* Texte à analyser:
※ ※ ※

Une initiative dotée d’une enveloppe globale de 450 milliards de FCFA, (soit plus de 686 millions d’euros). Le 7 décembre 2021, le ministre sénégalais de l’emploi Dame Diop soutenait que le programme avait permis d’atteindre “plus de 90% de recrutement sur les 65.000 emplois promis.” Là, encore, Babacar Ndiaye, du cercle de réflexion Wathi se veut prudent face aux flux des candidats à l’exil.
“Quand on voit un départ assez soutenu des jeunes, on peut se poser la question de l’efficacité de tous ces programmes. Et pour moi, c’est symptomatique d’avoir des départs aussi importants à la fin de ce second mandat de Macky Sall.

※ ※ ※

* Données fournies:
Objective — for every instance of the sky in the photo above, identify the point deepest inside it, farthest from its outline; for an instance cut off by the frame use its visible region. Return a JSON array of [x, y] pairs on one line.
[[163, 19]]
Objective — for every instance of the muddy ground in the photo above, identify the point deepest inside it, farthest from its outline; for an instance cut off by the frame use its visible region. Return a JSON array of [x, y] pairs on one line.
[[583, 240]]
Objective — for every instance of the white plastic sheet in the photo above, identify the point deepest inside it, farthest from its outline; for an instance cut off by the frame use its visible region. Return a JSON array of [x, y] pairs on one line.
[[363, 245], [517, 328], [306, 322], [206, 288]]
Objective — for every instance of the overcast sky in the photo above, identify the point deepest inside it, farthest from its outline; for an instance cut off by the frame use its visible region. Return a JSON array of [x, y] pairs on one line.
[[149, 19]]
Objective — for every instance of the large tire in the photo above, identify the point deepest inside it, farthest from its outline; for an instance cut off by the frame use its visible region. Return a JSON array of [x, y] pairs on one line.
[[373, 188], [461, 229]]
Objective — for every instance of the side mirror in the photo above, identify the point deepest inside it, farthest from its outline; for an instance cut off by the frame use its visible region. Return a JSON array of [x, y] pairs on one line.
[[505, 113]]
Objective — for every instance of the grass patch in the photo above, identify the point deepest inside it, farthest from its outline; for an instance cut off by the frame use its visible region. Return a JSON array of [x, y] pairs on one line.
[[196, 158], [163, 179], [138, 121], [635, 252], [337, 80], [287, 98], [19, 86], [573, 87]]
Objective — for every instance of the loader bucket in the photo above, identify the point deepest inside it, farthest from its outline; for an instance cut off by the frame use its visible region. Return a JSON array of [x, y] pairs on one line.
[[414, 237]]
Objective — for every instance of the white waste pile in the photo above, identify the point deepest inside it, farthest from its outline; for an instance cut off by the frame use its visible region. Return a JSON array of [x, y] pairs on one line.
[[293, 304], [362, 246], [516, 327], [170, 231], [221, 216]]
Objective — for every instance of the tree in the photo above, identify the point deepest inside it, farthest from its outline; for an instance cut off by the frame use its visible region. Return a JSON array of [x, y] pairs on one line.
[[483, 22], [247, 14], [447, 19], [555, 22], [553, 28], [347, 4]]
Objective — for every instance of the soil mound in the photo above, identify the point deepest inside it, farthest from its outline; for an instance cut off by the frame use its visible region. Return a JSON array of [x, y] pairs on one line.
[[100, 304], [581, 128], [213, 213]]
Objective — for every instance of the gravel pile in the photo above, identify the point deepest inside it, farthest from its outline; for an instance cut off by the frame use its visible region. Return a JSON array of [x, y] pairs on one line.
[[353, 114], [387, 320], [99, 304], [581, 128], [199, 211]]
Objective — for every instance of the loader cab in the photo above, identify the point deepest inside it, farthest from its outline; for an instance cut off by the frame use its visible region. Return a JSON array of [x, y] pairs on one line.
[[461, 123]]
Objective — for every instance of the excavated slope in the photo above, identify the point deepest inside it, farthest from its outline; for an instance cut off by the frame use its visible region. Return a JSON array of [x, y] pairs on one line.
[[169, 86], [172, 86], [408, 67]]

※ ※ ※

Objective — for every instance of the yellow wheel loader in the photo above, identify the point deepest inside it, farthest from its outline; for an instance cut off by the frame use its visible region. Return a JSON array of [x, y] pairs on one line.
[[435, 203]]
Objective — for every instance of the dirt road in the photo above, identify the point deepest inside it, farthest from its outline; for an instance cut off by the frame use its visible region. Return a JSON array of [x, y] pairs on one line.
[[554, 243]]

※ ※ ※

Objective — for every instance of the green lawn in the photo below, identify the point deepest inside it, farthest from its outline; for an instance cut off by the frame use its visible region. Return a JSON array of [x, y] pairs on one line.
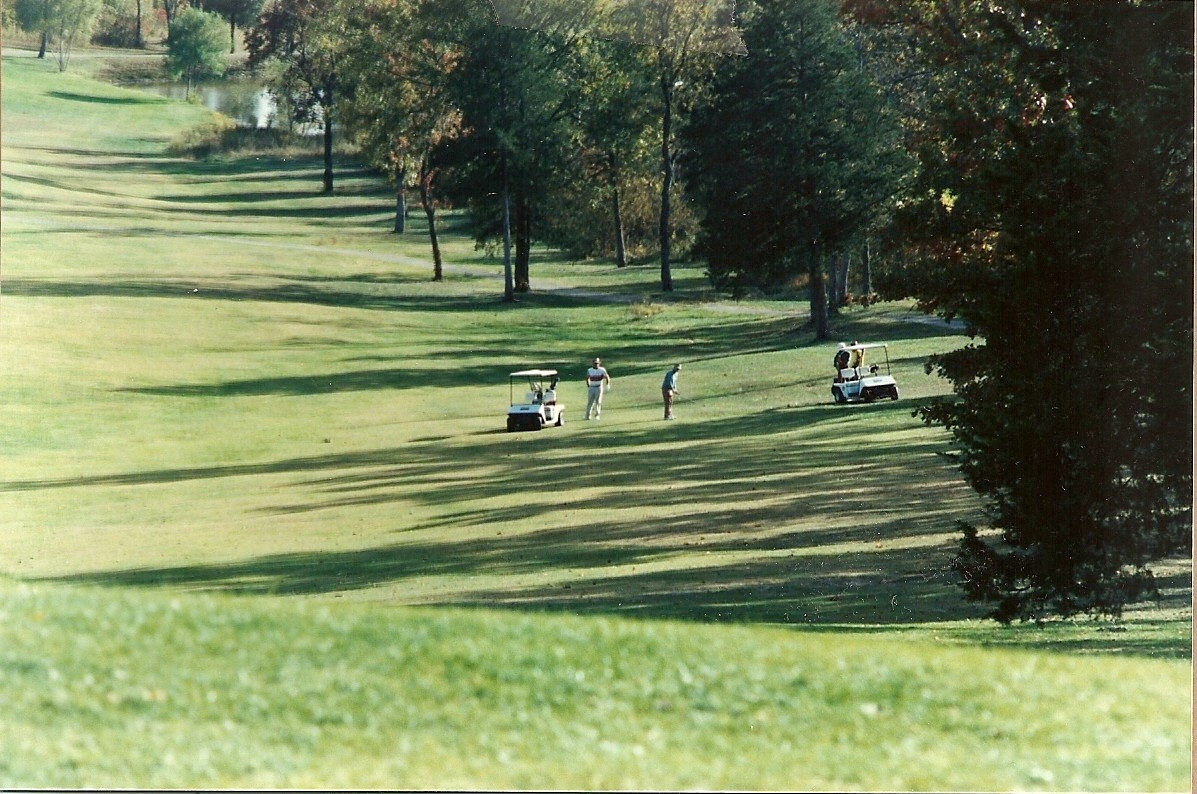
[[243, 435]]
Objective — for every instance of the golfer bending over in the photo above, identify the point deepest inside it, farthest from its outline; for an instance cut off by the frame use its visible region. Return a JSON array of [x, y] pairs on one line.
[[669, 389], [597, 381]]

※ ※ ※

* Consigne 1: Donnez le nom de chaque personne citée dans le texte sur l'emploi au Sénégal.
* Consigne 2: D'après le texte sur l'emploi au Sénégal, quel taux de recrutement le ministre Dame Diop annonçait-il ?
* Consigne 3: Poursuivez le texte sur l'emploi au Sénégal après sa dernière phrase.

* Votre réponse 1: Dame Diop, Babacar Ndiaye, Macky Sall

* Votre réponse 2: Plus de 90 % de recrutement sur les 65 000 emplois promis.

* Votre réponse 3:
Alors, faut-il y voir un rejet global de la classe politique ? Il est difficile de l’affirmer aujourd’hui, mais ce qui est sûr, c’est que la question de cet exode s’invite, pour l’instant, très timidement dans la campagne présidentielle.
Sur X, le 1er novembre dernier, l’ex-Première ministre Aminata Touré a tweeté au sujet de la mort “sur les chemins de l’immigration clandestine dans l’indifférence totale de ceux qui nous gouvernent” souligne t-elle, de Papito Kara, un activiste et humoriste connu pour ses revues de presse satiriques.
Le gouvernement sénégalais relativise cette désertion des Sénégalais. Sur le plateau du journal Afrique de TV5 Monde du 11 novembre 2023, le ministre Abdou Karim Fofana, indiquait : “L’Union européenne dit que le Sénégal n’est que le 18ème pourvoyeur de migrants irréguliers en Europe. 18ème, c’est moins de 2 % de ceux qui arrivent.” dit-il.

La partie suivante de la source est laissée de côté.